**Document text**
Nov 21 2022

The 10 most common mistakes about “machine learning”

The Spanish Data Protection Agency (AEPD) and the European Data Protection Supervisor (EDPS) have published a new joint document in which they expose the 10 most common mistakes related to machine learning and provide an analysis of what the correct approach should be.

In this regard, the EDPS’s role is to ensure that, when processing personal data, EU institutions and bodies respect citizens’ right to privacy.

The aim of this paper is to elucidate the most common misconceptions surrounding machine learning systems, as well as to underline the importance of implementing these technologies in accordance with EU values, data protection principles and respect for the rights of individuals.

Before addressing these aspects of the aforementioned document, it is particularly important to go back in time, as the EU has highlighted the importance of Artificial Intelligence in the strategy for the digital transformation of the EU.

Machine learning is a specific branch of AI, applied to solving specific and limited problems, such as classification or prediction tasks. Unlike other types of AI that attempt to emulate human expertise (e.g. expert systems); the behavior of machine learning systems is not defined by a predetermined set of instructions.

The 10 most common errors:

1. Correlation implies causation.

In this sense, machine learning systems are very efficient at finding correlations, but lack the analytical capacity to go beyond that and establish a causal relationship.

2. When developing machine learning systems, the more data and the greater the variety the better.

Training machine learning systems requires large amounts of data, depending on the complexity of the task to be solved. However, using more training data in the development of machine learning models will not always improve system performance.

3.Machine learning needs completely error-free training data.

The performance of machine learning models depends, among other factors, on the quality of training, validation and test data. Therefore, these data sets must be able to define a real case in a sufficiently complete and accurate way.

4.The development of machine learning systems requires large data repositories or the sharing of data sets from different sources.

Clustering data and the machine learning system in a cloud computing infrastructure controlled by the machine learning system developer is a common solution to avoid performance constraints.

5.Machine learning models automatically improve over time.

A model that is implemented and no longer trained will no longer “learn” correlations from incoming data, no matter how much data is provided to it.

6.Automatic decisions made by machine learning algorithms cannot be explained.

Different degrees of detail may be needed in the explanation of the model, depending on the individuals and the context.

7.Transparency in machine learning violates intellectual priority and is not understood by the user.

When processing personal data using machine learning, data controllers should adequately inform data subjects about the possible impacts on their daily lives.

8.Machine learning systems are subject to less bias than humans themselves.

The aim of machine learning systems is to reflect the experience and knowledge provided by their creators.

9.Machine learning can accurately predict the future.

Machine learning systems take into account the data present in data sets and use it to extract projections of possible future outcomes.

10.Stakeholders are able to anticipate the possible outputs that machine learning systems can provide with their data.

Machine learning systems are excellent at finding correlations in data. They are able to identify patterns in personal data that go beyond those explicitly stated in the model development, and that might be unknown even to the individuals concerned (e.g., a predisposition to a disease). This potential raises several concerns from a data protection point of view.

Machine learning techniques are needed to improve the accuracy of predictive models. Depending on the nature of the business problem being addressed, there are different approaches based on the type and volume of data.

**Problems to solve**
1) For the article on machine learning mistakes, decide whether each statement below agrees with it. Answer yes or no for each, and quote the deciding words.
(a) The AEPD and the EDPS published the joint document together.
(b) Using more training data always improves system performance.
(c) A model that is implemented and no longer trained keeps learning correlations from incoming data.
2) Retype the passage of the article on machine learning mistakes starting at "7.Transparency in machine" and ending at "by their creators.".

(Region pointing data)
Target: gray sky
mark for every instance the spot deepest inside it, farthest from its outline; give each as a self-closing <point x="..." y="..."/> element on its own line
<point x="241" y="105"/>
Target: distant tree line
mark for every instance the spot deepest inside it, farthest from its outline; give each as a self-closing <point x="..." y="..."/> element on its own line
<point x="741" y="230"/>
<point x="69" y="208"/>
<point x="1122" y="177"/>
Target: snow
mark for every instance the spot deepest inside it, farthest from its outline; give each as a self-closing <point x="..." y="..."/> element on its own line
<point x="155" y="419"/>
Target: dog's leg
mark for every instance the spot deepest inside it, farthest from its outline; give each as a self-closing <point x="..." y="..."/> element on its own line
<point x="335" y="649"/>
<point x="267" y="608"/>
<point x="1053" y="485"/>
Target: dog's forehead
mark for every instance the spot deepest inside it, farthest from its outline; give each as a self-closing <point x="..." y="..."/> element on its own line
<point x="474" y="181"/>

**Results of the exercise**
1)
(a) Yes: "The Spanish Data Protection Agency (AEPD) and the European Data Protection Supervisor (EDPS) have published a new joint document"
(b) No: "using more training data in the development of machine learning models will not always improve system performance"
(c) No: "A model that is implemented and no longer trained will no longer “learn” correlations from incoming data, no matter how much data is provided to it"

2)
7.Transparency in machine learning violates intellectual priority and is not understood by the user.

When processing personal data using machine learning, data controllers should adequately inform data subjects about the possible impacts on their daily lives.

8.Machine learning systems are subject to less bias than humans themselves.

The aim of machine learning systems is to reflect the experience and knowledge provided by their creators.